* _TASK INSTRUCTIONS_
Rewrite all of the material below as a numbered list with one line per item, leaving out any blank lines.

[Collected data entries]

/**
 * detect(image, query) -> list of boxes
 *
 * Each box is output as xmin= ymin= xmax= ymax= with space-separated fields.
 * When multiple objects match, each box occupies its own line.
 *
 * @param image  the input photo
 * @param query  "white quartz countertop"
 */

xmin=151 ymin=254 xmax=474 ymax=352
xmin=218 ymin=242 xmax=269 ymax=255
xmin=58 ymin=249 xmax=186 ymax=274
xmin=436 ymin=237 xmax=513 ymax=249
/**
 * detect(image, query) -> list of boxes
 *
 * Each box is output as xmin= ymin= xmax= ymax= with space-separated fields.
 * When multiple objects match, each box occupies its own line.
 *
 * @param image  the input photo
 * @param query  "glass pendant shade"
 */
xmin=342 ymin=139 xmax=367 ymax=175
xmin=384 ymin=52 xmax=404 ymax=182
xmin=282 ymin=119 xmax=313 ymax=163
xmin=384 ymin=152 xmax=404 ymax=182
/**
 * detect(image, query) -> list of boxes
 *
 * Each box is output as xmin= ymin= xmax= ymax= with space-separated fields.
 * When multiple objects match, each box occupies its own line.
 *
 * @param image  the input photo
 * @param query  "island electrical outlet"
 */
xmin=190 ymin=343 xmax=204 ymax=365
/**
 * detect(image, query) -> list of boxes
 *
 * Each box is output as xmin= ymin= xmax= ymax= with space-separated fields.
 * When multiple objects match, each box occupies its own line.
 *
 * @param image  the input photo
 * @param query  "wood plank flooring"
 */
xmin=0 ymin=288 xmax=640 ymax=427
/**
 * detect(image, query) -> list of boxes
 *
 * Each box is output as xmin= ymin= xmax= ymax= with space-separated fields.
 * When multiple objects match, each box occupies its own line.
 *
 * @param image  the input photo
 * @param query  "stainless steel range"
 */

* _ANSWER TO THIS TASK_
1. /**
2.  * detect(image, query) -> list of boxes
3.  *
4.  * Each box is output as xmin= ymin= xmax= ymax= with space-separated fields.
5.  * When multiple objects match, each box occupies its own line.
6.  *
7.  * @param image  the input photo
8.  * @param query  "white quartz countertop"
9.  */
10. xmin=151 ymin=254 xmax=474 ymax=352
11. xmin=218 ymin=242 xmax=269 ymax=255
12. xmin=58 ymin=249 xmax=186 ymax=274
13. xmin=436 ymin=237 xmax=513 ymax=249
14. /**
15.  * detect(image, query) -> list of boxes
16.  *
17.  * Each box is output as xmin= ymin= xmax= ymax= with space-separated fields.
18.  * When multiple objects match, each box occupies its own line.
19.  *
20.  * @param image  the input photo
21.  * @param query  "glass pendant shade"
22.  */
23. xmin=342 ymin=139 xmax=367 ymax=175
24. xmin=384 ymin=52 xmax=404 ymax=182
25. xmin=282 ymin=119 xmax=313 ymax=163
26. xmin=384 ymin=152 xmax=404 ymax=182
27. /**
28.  * detect(image, query) -> list of boxes
29.  *
30.  * Each box is output as xmin= ymin= xmax= ymax= with space-separated fields.
31.  * When multiple objects match, each box occupies its own line.
32.  *
33.  * @param image  the input photo
34.  * @param query  "island electrical outlet"
35.  */
36. xmin=190 ymin=343 xmax=204 ymax=365
37. /**
38.  * detect(image, query) -> list of boxes
39.  *
40.  * Each box is output as xmin= ymin= xmax= ymax= with space-separated fields.
41.  * When multiple objects match, each box occupies its own line.
42.  *
43.  * @param image  the input photo
44.  * @param query  "wood plank flooring"
45.  */
46. xmin=0 ymin=288 xmax=640 ymax=427
47. /**
48.  * detect(image, query) -> list of boxes
49.  *
50.  * Each box is output as xmin= ymin= xmax= ymax= with space-separated fields.
51.  * When multiple objects match, each box occupies its own line.
52.  *
53.  * @param image  the input photo
54.  * @param query  "stainless steel range"
55.  */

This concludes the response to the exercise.